____ Provided text
Albert Vickers Bryan Jr. (November 8, 1926 – August 27, 2019) was a United States district judge of the United States District Court for the Eastern District of Virginia.

Education and career

Born in Alexandria, Virginia, Bryan's father Albert Vickers Bryan, was also a federal judge. The Albert V. Bryan United States Courthouse, in Alexandria, is named for his father. The younger Bryan served in the United States Marine Corps reserve from 1944 to 1946, and then received a Bachelor of Laws from the University of Virginia School of Law in 1950. He was in private practice of law in Alexandria from 1950 to 1962. He was a judge of the 16th Judicial Circuit of Virginia from 1962 to 1971.

Federal judicial service

Bryan was nominated by President Richard Nixon on July 19, 1971, to a new seat on the United States District Court for the Eastern District of Virginia created by 84 Stat. 294. He was confirmed by the United States Senate on July 29, 1971, and received his commission the same day. He served as Chief Judge from 1985 until December 1, 1991, when he assumed senior status.  His service terminated on August 27, 2019, due to his death of pneumonia in Alexandria.

In 1979, Bryan was selected by Chief Justice Warren Burger as one of the seven original members of the Foreign Intelligence Surveillance Court, and he served on that court until 1986.
________
____ Listing
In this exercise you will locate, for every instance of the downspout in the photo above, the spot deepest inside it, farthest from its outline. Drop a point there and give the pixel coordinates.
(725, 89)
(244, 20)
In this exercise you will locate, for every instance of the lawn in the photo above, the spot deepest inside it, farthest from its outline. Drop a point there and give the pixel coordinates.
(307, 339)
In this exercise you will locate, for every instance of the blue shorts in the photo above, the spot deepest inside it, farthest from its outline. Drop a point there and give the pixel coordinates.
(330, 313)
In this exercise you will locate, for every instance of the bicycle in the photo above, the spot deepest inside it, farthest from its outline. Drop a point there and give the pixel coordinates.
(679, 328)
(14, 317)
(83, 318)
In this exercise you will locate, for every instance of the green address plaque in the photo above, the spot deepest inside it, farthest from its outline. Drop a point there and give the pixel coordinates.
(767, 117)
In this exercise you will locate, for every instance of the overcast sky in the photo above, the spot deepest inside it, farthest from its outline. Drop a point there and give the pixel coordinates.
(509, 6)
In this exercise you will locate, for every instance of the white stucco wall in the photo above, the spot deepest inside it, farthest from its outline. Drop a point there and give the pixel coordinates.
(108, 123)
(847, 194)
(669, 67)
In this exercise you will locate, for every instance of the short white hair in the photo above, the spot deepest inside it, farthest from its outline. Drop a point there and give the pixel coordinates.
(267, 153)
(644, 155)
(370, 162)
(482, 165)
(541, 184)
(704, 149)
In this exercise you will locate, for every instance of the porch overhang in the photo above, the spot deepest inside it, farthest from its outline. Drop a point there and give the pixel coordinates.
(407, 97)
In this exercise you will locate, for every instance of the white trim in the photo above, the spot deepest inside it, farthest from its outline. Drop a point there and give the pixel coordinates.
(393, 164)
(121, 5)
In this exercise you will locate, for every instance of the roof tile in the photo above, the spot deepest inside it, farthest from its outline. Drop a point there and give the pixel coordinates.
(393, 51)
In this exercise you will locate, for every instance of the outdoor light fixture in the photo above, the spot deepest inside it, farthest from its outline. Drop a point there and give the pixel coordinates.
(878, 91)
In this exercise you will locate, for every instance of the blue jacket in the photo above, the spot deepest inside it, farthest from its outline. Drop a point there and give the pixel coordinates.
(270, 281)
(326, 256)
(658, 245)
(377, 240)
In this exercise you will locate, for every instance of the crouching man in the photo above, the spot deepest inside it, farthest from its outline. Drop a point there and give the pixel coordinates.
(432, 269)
________
____ Listing
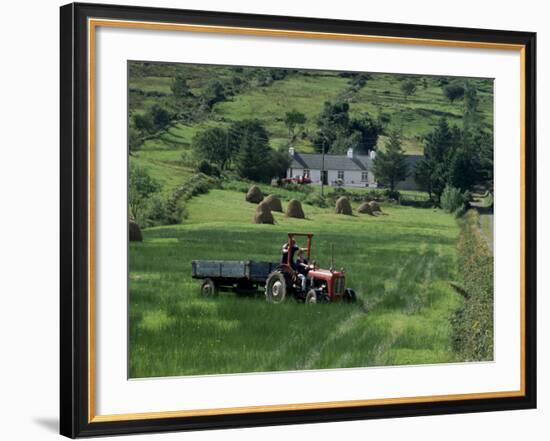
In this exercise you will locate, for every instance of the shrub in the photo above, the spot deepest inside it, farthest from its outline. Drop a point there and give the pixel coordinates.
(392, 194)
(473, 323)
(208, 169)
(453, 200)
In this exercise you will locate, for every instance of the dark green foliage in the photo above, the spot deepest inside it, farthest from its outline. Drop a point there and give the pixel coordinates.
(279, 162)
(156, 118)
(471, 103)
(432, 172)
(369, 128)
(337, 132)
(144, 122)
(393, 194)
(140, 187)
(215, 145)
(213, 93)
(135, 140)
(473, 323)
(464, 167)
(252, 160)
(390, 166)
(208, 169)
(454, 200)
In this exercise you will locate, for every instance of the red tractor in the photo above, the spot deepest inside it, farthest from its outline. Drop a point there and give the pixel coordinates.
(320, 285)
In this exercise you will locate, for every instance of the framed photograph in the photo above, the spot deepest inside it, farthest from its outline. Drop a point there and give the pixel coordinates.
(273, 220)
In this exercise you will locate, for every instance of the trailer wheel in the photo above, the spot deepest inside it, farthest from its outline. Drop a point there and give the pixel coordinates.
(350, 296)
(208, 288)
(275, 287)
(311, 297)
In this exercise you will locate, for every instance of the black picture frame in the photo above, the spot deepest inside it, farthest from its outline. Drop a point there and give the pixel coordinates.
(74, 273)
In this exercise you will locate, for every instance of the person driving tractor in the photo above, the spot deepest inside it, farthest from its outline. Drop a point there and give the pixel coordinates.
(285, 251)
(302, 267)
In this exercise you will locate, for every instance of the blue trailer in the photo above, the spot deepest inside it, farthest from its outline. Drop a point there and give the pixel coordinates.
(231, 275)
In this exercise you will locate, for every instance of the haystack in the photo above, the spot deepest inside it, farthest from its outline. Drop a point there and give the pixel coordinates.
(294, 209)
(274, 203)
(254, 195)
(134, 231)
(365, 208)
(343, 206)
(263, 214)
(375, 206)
________
____ Listing
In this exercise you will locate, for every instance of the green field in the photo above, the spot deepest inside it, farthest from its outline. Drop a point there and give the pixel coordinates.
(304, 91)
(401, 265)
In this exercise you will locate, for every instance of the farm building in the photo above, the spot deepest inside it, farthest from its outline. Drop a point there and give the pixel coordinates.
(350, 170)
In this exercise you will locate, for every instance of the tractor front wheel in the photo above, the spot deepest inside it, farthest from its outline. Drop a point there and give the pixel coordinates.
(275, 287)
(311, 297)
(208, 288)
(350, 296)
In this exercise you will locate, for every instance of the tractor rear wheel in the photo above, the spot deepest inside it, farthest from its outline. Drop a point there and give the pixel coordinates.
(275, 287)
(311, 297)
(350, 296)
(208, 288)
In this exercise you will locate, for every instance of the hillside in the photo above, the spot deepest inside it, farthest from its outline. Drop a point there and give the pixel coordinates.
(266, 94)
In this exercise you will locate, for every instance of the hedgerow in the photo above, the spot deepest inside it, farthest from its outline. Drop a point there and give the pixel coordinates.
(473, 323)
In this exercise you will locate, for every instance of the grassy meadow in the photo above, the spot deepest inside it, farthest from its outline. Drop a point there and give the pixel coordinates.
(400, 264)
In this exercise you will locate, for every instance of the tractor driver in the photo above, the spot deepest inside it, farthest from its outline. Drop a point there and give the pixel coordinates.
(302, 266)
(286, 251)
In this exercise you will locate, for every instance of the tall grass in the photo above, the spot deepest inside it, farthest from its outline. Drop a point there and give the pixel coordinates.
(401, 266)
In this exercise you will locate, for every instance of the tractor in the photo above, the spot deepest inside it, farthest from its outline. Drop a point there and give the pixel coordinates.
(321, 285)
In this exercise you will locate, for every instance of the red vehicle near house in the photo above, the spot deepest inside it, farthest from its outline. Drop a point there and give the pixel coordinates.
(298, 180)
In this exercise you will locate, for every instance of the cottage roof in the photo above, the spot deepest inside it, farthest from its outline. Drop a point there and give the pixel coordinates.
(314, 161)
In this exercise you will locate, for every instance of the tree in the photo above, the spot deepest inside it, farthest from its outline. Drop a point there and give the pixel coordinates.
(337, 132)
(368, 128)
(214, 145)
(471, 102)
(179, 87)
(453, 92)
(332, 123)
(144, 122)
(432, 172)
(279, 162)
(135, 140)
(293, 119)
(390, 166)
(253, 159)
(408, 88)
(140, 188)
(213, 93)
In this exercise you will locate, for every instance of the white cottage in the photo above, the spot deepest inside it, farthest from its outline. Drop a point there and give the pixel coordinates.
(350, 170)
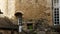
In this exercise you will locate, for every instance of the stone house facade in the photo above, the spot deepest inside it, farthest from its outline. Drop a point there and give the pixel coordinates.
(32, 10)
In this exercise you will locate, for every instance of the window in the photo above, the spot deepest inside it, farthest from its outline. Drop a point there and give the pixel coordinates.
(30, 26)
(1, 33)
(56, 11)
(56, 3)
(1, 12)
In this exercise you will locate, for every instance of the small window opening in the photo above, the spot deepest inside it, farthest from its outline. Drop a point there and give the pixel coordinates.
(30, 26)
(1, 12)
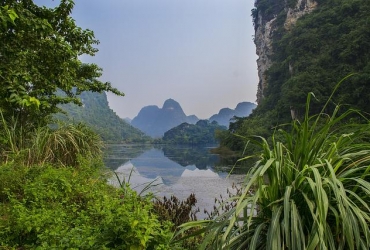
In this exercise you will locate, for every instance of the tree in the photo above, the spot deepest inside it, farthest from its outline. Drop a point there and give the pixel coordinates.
________
Answer these questions from the biography of Albert Vickers Bryan Jr.:
1. From which school did Bryan receive his Bachelor of Laws, and in what year?
2. Which president nominated him to the district court?
3. In what year did his service on the Foreign Intelligence Surveillance Court end?

■ Complete response
1. The University of Virginia School of Law, in 1950.
2. President Richard Nixon.
3. 1986.